— TASK TO CARRY OUT —
Every entry that follows needs to be repeated exactly.

— Stored records —
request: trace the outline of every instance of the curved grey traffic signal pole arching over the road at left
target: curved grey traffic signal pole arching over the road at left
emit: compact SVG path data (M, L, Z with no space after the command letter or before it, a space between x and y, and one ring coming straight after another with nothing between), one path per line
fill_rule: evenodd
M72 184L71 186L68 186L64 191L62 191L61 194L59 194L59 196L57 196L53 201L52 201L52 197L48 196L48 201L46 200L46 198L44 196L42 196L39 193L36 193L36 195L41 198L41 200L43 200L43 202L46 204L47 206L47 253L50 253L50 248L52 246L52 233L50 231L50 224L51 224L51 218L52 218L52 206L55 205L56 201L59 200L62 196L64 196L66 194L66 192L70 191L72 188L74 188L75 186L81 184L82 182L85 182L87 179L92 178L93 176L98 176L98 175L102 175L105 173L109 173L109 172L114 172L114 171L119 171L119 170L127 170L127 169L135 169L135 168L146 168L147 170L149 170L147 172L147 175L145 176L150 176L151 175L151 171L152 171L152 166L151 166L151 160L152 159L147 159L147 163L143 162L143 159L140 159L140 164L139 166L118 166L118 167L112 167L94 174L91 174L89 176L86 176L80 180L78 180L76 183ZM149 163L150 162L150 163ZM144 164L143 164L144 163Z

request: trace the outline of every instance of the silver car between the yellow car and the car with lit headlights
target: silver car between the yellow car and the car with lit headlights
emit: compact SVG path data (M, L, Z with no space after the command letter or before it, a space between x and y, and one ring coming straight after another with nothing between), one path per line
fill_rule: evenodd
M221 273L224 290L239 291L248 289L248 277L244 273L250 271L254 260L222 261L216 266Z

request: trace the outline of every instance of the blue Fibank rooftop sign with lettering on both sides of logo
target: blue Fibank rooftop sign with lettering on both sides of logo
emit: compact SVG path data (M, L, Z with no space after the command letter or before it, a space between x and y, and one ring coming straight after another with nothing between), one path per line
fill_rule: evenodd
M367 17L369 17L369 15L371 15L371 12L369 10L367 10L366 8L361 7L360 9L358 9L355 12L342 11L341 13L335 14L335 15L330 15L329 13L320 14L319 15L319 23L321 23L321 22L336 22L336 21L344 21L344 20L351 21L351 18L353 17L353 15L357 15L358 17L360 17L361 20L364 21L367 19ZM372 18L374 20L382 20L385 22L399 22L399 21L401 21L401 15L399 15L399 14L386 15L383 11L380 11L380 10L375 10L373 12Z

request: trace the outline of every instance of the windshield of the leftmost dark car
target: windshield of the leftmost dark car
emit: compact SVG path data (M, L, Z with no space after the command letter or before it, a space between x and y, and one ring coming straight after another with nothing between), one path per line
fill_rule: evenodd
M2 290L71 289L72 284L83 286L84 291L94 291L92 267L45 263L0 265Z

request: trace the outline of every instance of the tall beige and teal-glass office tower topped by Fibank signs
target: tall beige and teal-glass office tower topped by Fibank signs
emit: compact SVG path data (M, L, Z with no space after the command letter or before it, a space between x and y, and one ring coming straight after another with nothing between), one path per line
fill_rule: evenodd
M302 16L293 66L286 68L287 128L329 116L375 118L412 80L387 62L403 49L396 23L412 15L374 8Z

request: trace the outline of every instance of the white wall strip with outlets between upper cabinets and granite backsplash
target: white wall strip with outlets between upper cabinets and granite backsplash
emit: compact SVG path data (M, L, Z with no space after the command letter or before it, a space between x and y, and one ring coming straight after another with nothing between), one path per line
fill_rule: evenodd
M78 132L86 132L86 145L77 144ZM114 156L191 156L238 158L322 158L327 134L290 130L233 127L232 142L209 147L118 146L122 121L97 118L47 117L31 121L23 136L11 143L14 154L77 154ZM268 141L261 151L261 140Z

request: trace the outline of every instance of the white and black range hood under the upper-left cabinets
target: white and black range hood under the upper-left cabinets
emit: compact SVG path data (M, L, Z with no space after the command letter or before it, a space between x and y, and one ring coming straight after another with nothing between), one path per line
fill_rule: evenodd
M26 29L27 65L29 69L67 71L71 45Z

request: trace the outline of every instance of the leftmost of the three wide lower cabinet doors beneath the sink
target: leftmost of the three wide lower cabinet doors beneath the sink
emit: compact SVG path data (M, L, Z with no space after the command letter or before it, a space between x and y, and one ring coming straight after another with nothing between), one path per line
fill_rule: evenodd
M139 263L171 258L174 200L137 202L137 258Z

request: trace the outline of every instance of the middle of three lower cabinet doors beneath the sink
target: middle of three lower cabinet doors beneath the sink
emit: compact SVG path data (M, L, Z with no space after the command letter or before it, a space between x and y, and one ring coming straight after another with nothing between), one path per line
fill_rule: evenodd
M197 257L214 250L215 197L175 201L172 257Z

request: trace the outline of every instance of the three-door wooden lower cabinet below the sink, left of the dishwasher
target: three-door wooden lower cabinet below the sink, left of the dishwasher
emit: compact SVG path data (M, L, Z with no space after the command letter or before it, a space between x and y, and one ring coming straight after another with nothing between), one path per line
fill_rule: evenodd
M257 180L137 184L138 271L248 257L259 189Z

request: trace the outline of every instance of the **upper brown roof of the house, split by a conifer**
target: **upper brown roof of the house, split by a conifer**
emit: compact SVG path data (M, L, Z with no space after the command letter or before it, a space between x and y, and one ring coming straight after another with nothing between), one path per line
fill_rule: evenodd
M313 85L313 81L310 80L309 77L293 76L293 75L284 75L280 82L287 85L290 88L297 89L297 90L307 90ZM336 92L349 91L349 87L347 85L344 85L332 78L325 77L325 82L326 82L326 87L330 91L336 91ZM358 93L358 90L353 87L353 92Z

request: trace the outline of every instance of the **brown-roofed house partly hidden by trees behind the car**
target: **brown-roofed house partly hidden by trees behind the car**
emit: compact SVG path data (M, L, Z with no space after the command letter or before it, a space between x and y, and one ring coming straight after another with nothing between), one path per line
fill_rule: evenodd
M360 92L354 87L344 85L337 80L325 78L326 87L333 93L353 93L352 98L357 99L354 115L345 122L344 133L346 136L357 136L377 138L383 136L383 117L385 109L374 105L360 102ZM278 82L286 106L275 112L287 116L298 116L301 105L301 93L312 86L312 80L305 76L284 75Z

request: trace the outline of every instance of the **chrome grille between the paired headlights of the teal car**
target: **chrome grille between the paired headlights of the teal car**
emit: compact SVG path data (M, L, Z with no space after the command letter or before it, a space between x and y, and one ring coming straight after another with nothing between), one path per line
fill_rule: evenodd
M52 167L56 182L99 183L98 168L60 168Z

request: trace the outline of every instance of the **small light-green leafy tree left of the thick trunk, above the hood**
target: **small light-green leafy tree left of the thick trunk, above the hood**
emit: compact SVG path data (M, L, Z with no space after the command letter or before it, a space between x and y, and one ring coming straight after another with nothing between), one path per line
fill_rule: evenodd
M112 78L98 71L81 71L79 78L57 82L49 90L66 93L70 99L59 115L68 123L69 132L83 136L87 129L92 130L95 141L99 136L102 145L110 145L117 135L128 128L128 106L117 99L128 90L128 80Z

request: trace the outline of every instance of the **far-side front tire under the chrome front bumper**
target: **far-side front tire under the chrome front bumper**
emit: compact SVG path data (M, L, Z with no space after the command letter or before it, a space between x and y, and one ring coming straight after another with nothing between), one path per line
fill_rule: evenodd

— RESPONSE TO THIS TASK —
request: trace the outline of every instance of the curved grey traffic signal pole arching over the road at left
target: curved grey traffic signal pole arching over the road at left
emit: compact SVG path data (M, L, Z with no space after the command letter or before it, a space between x and y, and one ring coming straight after another with nothing between), one path per line
fill_rule: evenodd
M72 184L71 186L68 186L64 191L62 191L61 194L59 194L59 196L57 196L53 201L52 201L52 197L48 196L48 201L46 200L46 198L44 196L42 196L39 193L36 193L36 195L41 198L41 200L43 200L43 202L46 204L47 206L47 253L50 253L50 248L52 246L52 233L50 231L50 224L51 224L51 218L52 218L52 206L55 205L56 201L59 200L62 196L64 196L66 194L66 192L70 191L72 188L74 188L75 186L81 184L82 182L85 182L87 179L92 178L93 176L98 176L98 175L102 175L105 173L109 173L109 172L114 172L114 171L119 171L119 170L127 170L127 169L135 169L135 168L146 168L147 170L149 170L147 172L147 175L145 176L150 176L151 175L151 171L152 171L152 166L151 166L151 160L152 159L147 159L147 163L143 162L143 159L140 159L140 164L139 166L118 166L118 167L112 167L94 174L91 174L89 176L86 176L80 180L78 180L76 183ZM149 163L150 162L150 163ZM144 164L143 164L144 163Z

request: trace the outline of every instance of the silver car between the yellow car and the car with lit headlights
target: silver car between the yellow car and the car with lit headlights
emit: compact SVG path data (M, L, Z with no space after the command letter or before it, a space between x and y, and one ring coming straight after another with nothing between), one path per line
fill_rule: evenodd
M221 273L224 290L239 291L248 289L248 277L244 273L250 271L254 260L222 261L216 266Z

request: trace the outline of every instance of the blue Fibank rooftop sign with lettering on both sides of logo
target: blue Fibank rooftop sign with lettering on both sides of logo
emit: compact SVG path data (M, L, Z with no space after the command letter or before it, a space between x and y, and one ring coming straight after another with nothing between), one path per line
fill_rule: evenodd
M367 17L369 17L369 15L371 15L371 12L369 10L367 10L366 8L361 7L360 9L358 9L355 12L342 11L341 13L335 14L335 15L330 15L329 13L320 14L319 15L319 23L321 23L321 22L336 22L336 21L344 21L344 20L351 21L351 18L353 17L353 15L357 15L358 17L360 17L361 20L364 21L367 19ZM372 18L374 20L382 20L385 22L399 22L399 21L401 21L401 15L399 15L399 14L386 15L383 11L380 11L380 10L375 10L373 12Z

request: trace the outline of every instance of the windshield of the leftmost dark car
target: windshield of the leftmost dark car
emit: compact SVG path data (M, L, Z with no space after the command letter or before it, a space between x and y, and one ring coming straight after another with nothing between), one path per line
fill_rule: evenodd
M2 290L71 289L72 284L83 286L84 291L94 291L92 267L45 263L0 265Z

request: trace the outline of every instance of the tall beige and teal-glass office tower topped by Fibank signs
target: tall beige and teal-glass office tower topped by Fibank signs
emit: compact SVG path data (M, L, Z with no space after the command letter or before it, a space between x and y, and one ring coming straight after another with nothing between), one path per line
fill_rule: evenodd
M302 16L293 66L286 68L287 128L329 116L375 118L412 80L387 62L403 49L396 23L412 15L374 8Z

request: trace the outline of every instance of the white wall strip with outlets between upper cabinets and granite backsplash
target: white wall strip with outlets between upper cabinets and granite backsplash
emit: compact SVG path data (M, L, Z with no space after the command letter or before it, a space between x and y, and one ring coming straight after another with nothing between), one path per line
fill_rule: evenodd
M78 132L86 132L86 145L77 144ZM114 156L191 156L238 158L322 158L327 134L290 130L233 127L232 142L209 147L118 146L122 121L97 118L47 117L31 121L23 136L11 143L14 154L77 154ZM268 141L261 151L261 140Z

request: trace the outline of every instance of the white and black range hood under the upper-left cabinets
target: white and black range hood under the upper-left cabinets
emit: compact SVG path data (M, L, Z with no space after the command letter or before it, a space between x and y, and one ring coming straight after another with nothing between), one path per line
fill_rule: evenodd
M26 29L27 65L29 69L67 71L71 45Z

request: trace the outline of every instance of the leftmost of the three wide lower cabinet doors beneath the sink
target: leftmost of the three wide lower cabinet doors beneath the sink
emit: compact SVG path data (M, L, Z with no space after the command letter or before it, a space between x and y, and one ring coming straight after another with nothing between), one path per line
fill_rule: evenodd
M139 263L171 258L174 200L137 202L137 258Z

request: trace the outline of every instance of the middle of three lower cabinet doors beneath the sink
target: middle of three lower cabinet doors beneath the sink
emit: compact SVG path data (M, L, Z with no space after the command letter or before it, a space between x and y, and one ring coming straight after another with nothing between), one path per line
fill_rule: evenodd
M197 257L214 250L215 197L175 201L172 257Z

request: trace the outline of every instance of the three-door wooden lower cabinet below the sink, left of the dishwasher
target: three-door wooden lower cabinet below the sink, left of the dishwasher
emit: compact SVG path data (M, L, Z with no space after the command letter or before it, a space between x and y, and one ring coming straight after another with nothing between), one path per line
fill_rule: evenodd
M257 180L137 184L138 271L248 257L259 189Z

request: trace the outline of every instance of the **upper brown roof of the house, split by a conifer**
target: **upper brown roof of the house, split by a conifer**
emit: compact SVG path data (M, L, Z with no space after the command letter or before it, a space between x and y, and one ring coming straight after another with nothing between), one path per line
fill_rule: evenodd
M313 85L313 81L310 80L309 77L293 76L293 75L284 75L280 82L287 85L290 88L297 89L297 90L307 90ZM336 92L349 91L349 87L347 85L344 85L332 78L325 77L325 82L326 82L326 87L330 91L336 91ZM358 93L358 90L353 87L353 92Z

request: trace the outline of every instance of the **brown-roofed house partly hidden by trees behind the car**
target: **brown-roofed house partly hidden by trees behind the car**
emit: compact SVG path data (M, L, Z with no space after the command letter or before it, a space between x and y, and one ring coming straight after another with nothing between), one path per line
fill_rule: evenodd
M360 92L354 87L344 85L337 80L325 78L326 87L333 93L353 93L352 98L357 99L354 115L345 122L344 133L346 136L357 136L377 138L383 136L383 117L385 109L374 105L360 102ZM278 82L286 106L275 112L287 116L298 116L301 105L301 93L312 86L312 80L305 76L284 75Z

request: trace the outline of every instance of the **chrome grille between the paired headlights of the teal car**
target: **chrome grille between the paired headlights of the teal car**
emit: compact SVG path data (M, L, Z with no space after the command letter or before it, a space between x and y, and one ring coming straight after another with nothing between), one path per line
fill_rule: evenodd
M52 167L56 182L99 183L98 168L60 168Z

request: trace the outline of every instance of the **small light-green leafy tree left of the thick trunk, above the hood**
target: **small light-green leafy tree left of the thick trunk, above the hood**
emit: compact SVG path data (M, L, Z with no space after the command letter or before it, a space between x and y, and one ring coming straight after another with nothing between), one path per line
fill_rule: evenodd
M112 78L98 71L81 71L79 78L57 82L49 90L66 93L70 99L59 115L68 123L69 132L83 136L87 129L92 130L95 141L99 136L102 145L110 145L117 135L128 128L128 106L117 99L128 90L128 80Z

request: trace the outline of every instance of the **far-side front tire under the chrome front bumper**
target: **far-side front tire under the chrome front bumper**
emit: compact SVG path data (M, L, Z with no space after the command letter or before it, a space between x and y, and one ring coming straight after another with nothing between), one path per line
fill_rule: evenodd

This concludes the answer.